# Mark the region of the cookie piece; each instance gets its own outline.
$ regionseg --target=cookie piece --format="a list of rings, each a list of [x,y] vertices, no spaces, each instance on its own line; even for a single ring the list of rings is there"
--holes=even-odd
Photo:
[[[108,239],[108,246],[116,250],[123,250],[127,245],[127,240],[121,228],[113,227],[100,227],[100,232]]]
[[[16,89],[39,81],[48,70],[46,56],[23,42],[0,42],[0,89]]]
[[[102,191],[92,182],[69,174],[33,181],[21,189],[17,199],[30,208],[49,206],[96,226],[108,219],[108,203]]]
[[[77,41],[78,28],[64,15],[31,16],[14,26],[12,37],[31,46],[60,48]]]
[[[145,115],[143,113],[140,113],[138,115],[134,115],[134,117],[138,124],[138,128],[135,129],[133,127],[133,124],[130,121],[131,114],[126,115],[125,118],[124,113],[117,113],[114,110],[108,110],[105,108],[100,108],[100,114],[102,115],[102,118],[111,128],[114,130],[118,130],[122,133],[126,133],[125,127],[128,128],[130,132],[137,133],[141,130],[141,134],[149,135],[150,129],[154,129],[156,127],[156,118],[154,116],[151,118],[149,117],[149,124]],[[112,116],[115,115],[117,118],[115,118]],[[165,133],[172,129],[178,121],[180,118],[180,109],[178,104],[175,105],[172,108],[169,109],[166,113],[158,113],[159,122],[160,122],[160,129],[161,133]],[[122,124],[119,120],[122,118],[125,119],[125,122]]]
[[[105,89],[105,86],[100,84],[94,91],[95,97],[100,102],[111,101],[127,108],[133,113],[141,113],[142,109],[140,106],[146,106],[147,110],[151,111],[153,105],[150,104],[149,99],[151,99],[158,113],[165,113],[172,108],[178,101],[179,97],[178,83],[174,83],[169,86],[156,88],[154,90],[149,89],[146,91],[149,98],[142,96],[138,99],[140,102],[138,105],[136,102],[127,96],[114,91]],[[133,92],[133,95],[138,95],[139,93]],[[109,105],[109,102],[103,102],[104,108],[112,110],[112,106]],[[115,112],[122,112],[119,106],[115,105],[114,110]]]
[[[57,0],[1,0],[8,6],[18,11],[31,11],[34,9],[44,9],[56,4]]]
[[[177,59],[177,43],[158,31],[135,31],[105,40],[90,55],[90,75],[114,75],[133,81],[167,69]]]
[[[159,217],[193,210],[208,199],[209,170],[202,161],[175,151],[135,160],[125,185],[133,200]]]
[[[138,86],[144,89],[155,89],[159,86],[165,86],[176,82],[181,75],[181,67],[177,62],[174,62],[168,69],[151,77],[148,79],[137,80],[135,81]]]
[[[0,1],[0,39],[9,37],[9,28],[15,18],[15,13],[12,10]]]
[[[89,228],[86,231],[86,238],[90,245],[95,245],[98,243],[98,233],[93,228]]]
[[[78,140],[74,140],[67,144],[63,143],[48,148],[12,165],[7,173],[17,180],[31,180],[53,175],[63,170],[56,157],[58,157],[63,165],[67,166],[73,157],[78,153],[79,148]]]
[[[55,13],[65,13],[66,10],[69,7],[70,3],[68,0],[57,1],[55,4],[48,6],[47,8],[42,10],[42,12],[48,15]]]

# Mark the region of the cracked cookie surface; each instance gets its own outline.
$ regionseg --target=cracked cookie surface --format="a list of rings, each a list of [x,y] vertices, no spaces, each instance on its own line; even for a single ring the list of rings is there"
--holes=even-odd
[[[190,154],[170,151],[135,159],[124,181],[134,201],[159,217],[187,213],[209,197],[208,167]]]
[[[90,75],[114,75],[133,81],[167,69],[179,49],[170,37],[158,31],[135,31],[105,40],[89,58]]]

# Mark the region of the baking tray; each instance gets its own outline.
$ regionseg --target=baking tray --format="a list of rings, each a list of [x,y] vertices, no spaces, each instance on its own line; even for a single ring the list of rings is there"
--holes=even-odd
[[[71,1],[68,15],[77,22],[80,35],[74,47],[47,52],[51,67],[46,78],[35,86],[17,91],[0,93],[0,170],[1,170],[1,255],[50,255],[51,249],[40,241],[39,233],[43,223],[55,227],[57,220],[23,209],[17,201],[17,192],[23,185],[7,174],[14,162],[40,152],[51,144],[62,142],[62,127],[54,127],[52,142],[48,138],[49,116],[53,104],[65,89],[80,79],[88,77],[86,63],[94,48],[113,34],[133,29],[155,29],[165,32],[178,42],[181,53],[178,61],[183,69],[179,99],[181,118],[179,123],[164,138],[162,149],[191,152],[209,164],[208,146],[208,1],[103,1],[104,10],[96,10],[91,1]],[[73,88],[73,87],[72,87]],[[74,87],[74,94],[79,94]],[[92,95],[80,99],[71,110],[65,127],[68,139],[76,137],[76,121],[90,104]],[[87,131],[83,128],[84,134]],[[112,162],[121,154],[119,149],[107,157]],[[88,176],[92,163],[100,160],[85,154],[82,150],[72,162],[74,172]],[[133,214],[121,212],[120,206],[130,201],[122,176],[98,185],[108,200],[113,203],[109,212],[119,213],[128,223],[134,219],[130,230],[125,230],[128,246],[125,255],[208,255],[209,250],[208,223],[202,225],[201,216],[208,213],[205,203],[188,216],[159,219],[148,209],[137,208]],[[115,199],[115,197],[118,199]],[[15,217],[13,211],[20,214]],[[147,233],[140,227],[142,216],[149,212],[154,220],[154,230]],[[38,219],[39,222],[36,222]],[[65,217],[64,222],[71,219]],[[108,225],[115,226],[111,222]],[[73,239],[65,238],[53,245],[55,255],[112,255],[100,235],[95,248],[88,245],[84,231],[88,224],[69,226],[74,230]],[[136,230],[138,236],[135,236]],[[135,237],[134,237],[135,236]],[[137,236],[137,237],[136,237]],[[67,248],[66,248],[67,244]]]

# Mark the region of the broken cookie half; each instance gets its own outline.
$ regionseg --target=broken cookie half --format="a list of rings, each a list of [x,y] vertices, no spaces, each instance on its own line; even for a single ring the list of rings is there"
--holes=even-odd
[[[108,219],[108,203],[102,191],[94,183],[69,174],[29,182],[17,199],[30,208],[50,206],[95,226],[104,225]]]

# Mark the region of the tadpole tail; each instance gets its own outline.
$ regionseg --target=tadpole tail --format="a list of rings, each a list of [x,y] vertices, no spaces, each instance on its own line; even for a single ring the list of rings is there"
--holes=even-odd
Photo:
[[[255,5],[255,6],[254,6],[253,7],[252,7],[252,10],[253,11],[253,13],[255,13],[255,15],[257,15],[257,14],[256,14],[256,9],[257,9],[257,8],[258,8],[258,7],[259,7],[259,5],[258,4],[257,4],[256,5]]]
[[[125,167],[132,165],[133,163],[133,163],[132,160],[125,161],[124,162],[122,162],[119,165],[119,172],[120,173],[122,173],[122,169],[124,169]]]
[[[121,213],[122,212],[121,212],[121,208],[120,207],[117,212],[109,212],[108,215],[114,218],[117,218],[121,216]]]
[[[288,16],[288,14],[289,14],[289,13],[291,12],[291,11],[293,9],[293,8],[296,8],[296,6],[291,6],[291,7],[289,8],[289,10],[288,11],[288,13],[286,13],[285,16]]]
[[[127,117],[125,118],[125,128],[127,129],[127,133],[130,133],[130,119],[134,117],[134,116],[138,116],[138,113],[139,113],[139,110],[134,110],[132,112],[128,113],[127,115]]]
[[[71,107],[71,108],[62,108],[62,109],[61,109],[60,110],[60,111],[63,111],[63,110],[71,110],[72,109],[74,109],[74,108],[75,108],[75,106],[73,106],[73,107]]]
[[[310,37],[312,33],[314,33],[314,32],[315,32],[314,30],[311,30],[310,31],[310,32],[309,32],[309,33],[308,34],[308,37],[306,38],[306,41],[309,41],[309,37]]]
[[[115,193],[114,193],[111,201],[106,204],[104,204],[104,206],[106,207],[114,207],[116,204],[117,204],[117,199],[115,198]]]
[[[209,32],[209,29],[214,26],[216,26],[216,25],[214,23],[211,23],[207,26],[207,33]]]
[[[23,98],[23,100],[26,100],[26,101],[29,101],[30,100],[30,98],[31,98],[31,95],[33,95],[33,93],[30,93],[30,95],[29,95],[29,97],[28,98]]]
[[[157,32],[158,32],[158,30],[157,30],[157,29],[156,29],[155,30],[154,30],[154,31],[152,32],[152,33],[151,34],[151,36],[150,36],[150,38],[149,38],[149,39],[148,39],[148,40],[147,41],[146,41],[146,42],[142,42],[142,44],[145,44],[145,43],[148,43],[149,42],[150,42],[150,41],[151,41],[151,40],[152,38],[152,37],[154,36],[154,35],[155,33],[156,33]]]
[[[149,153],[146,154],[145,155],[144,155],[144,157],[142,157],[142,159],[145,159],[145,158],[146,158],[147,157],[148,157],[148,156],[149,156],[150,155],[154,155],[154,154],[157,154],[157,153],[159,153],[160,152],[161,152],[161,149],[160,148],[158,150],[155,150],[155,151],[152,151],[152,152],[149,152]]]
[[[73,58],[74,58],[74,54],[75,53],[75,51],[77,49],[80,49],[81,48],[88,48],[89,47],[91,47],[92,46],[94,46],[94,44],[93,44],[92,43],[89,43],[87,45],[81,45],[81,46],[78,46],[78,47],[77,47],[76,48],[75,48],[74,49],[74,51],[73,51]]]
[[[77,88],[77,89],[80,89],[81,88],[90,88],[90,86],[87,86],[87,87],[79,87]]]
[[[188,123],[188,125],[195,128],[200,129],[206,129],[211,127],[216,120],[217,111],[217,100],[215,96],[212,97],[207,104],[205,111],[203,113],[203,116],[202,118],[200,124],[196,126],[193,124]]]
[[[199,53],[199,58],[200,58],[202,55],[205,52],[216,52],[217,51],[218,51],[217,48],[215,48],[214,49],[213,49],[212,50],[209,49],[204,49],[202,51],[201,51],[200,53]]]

* * *

## What is needed
Quote the data from its very first line through the line containing "[[[16,89],[39,81],[48,70],[46,56],[23,42],[0,42],[0,89]]]", including both of those lines and nothing else.

## Output for this exercise
# Mark the region of the cookie piece; each instance gets its own outline.
$ regionseg --target=cookie piece --format="a list of rings, each a list of [x,y] vertices, no spaces, each instance on its own line; even for a single ring the list of rings is there"
--holes=even-odd
Photo:
[[[108,239],[108,246],[116,250],[123,250],[127,245],[127,240],[121,228],[113,227],[100,227],[100,232]]]
[[[16,89],[39,81],[48,70],[46,56],[23,42],[0,42],[0,89]]]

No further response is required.